[Labeled-object pointing lines]
begin

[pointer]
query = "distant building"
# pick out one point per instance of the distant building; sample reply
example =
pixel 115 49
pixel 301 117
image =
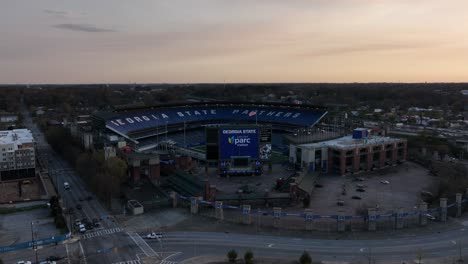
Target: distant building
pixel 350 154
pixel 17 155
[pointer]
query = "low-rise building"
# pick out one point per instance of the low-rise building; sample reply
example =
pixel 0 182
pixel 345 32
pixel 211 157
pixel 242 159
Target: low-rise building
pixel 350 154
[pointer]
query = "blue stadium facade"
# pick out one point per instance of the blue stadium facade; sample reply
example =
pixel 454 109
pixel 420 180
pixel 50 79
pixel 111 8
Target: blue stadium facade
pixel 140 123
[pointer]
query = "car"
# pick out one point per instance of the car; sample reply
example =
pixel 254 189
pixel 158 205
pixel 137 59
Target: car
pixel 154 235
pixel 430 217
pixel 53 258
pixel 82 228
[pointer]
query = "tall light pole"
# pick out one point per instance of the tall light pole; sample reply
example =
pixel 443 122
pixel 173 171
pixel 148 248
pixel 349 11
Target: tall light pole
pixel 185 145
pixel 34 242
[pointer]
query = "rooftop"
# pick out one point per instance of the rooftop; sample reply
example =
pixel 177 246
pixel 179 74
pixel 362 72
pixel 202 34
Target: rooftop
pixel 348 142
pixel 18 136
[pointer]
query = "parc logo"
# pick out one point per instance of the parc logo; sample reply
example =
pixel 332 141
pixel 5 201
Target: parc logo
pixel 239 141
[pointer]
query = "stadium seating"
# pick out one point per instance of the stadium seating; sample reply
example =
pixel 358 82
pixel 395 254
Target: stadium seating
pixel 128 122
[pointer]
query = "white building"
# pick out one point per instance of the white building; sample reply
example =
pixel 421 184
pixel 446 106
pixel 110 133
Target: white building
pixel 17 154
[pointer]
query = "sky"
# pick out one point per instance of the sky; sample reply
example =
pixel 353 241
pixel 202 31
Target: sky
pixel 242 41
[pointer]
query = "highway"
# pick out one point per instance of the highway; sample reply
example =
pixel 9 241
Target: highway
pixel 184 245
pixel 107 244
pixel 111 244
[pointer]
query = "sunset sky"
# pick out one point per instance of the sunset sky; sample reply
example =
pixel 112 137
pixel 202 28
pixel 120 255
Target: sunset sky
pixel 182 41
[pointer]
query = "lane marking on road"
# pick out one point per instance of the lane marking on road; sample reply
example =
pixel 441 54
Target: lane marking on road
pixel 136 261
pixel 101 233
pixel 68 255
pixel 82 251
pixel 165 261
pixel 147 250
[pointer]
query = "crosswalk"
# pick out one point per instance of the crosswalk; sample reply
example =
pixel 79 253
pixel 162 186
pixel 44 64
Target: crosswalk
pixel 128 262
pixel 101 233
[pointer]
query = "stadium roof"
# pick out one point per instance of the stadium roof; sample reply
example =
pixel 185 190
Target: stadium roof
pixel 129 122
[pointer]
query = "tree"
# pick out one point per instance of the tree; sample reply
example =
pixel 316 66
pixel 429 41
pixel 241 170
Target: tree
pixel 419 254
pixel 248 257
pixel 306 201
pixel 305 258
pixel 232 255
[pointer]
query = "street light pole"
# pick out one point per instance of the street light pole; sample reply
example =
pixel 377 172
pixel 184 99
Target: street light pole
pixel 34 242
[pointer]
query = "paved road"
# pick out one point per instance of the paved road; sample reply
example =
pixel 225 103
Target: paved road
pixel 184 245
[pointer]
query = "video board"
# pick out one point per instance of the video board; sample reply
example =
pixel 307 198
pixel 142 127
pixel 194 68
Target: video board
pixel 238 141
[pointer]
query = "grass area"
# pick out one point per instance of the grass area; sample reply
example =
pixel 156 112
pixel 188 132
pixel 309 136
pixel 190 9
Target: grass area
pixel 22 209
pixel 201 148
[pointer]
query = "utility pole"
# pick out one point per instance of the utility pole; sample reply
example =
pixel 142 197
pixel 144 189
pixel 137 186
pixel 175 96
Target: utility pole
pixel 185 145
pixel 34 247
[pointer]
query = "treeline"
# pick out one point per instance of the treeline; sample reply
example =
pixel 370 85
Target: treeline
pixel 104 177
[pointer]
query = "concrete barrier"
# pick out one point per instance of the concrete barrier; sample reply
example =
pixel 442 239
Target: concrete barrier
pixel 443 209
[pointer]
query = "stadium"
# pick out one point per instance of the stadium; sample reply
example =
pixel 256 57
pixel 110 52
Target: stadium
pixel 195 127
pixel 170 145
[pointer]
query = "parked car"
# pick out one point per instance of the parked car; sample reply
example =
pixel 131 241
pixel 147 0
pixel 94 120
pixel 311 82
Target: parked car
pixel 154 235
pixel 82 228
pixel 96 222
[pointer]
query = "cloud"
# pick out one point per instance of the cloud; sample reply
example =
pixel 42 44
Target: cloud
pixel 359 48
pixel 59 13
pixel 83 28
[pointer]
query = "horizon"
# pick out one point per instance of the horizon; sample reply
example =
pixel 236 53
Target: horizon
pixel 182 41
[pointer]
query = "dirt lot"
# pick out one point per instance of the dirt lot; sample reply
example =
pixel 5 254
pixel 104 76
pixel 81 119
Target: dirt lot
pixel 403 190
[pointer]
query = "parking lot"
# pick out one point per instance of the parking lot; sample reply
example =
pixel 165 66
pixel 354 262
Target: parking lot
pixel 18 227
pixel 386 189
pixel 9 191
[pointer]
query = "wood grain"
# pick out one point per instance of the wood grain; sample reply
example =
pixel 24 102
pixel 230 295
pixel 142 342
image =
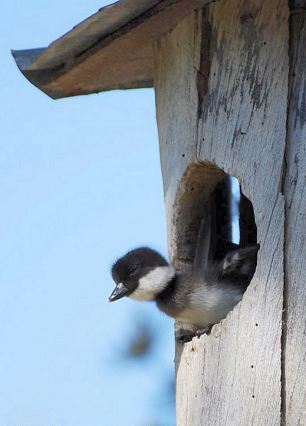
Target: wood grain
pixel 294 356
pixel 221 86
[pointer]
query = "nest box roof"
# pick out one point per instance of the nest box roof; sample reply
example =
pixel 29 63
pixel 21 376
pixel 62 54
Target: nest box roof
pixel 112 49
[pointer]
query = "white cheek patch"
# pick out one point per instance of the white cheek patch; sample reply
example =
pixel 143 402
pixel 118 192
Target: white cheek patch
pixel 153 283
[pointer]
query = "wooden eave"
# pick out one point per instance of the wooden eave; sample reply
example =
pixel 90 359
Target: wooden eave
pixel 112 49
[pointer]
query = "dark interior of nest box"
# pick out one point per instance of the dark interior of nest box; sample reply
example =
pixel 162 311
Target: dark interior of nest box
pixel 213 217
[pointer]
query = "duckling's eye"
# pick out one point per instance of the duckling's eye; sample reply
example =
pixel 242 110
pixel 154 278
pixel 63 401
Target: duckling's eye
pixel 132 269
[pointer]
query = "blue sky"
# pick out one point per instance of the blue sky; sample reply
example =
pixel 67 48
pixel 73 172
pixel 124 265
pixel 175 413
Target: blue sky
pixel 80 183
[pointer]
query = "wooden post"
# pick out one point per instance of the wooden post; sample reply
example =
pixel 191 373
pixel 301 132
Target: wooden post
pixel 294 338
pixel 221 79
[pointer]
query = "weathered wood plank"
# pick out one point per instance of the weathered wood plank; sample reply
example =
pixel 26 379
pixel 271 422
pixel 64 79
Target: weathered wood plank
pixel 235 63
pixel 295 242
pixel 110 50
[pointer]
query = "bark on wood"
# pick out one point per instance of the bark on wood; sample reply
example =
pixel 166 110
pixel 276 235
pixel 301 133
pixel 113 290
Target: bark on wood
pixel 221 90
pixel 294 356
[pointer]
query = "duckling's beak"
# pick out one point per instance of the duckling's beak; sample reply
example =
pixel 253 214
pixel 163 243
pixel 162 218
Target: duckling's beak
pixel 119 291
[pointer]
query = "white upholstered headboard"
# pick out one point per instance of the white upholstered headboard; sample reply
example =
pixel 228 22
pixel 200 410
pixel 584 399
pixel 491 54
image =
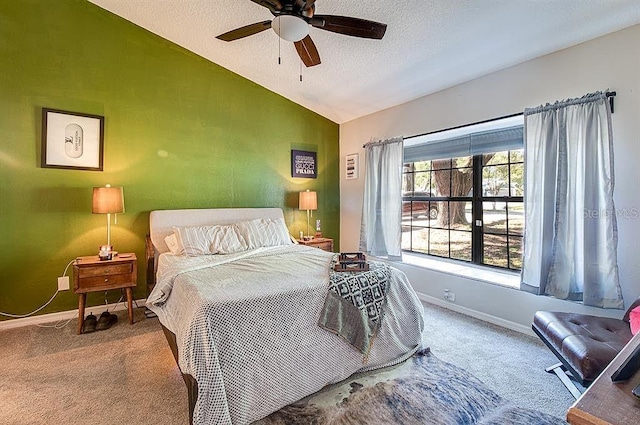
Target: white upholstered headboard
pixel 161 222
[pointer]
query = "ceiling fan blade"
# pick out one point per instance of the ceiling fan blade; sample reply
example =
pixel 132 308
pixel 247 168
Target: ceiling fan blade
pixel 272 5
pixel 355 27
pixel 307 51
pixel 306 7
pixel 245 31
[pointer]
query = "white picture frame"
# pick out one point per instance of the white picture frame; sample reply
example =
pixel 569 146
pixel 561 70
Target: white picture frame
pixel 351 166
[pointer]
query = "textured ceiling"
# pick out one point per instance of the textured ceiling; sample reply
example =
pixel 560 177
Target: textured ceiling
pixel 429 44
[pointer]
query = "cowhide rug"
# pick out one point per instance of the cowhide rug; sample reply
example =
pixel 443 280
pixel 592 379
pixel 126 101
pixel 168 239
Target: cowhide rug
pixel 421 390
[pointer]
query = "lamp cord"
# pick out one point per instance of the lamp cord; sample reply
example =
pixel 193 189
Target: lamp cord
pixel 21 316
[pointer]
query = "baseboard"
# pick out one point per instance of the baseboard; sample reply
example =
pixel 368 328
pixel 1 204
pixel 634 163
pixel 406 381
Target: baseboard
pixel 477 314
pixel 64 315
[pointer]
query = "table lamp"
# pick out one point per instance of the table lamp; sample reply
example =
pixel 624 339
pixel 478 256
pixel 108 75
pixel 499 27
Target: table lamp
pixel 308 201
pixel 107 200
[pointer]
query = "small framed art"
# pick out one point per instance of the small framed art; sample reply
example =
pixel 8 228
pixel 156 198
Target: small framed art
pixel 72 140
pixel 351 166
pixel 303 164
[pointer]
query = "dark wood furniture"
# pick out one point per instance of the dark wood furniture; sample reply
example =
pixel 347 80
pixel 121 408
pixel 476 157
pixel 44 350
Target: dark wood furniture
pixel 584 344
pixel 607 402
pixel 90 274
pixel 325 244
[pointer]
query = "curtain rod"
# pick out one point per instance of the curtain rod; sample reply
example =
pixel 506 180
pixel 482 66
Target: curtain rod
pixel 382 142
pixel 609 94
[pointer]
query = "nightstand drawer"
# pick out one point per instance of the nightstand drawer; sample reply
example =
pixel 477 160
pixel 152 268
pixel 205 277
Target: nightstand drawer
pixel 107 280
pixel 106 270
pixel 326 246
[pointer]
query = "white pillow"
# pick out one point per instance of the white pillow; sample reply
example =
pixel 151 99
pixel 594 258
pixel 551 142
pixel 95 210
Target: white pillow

end

◆ **REQUIRED WORK**
Pull out every line above that contains the string "seating", and copy each one.

◆ **RESPONSE TO THE EXERCISE**
query = "stadium seating"
# pick out one point per instance of the stadium seating; sample reply
Target: stadium seating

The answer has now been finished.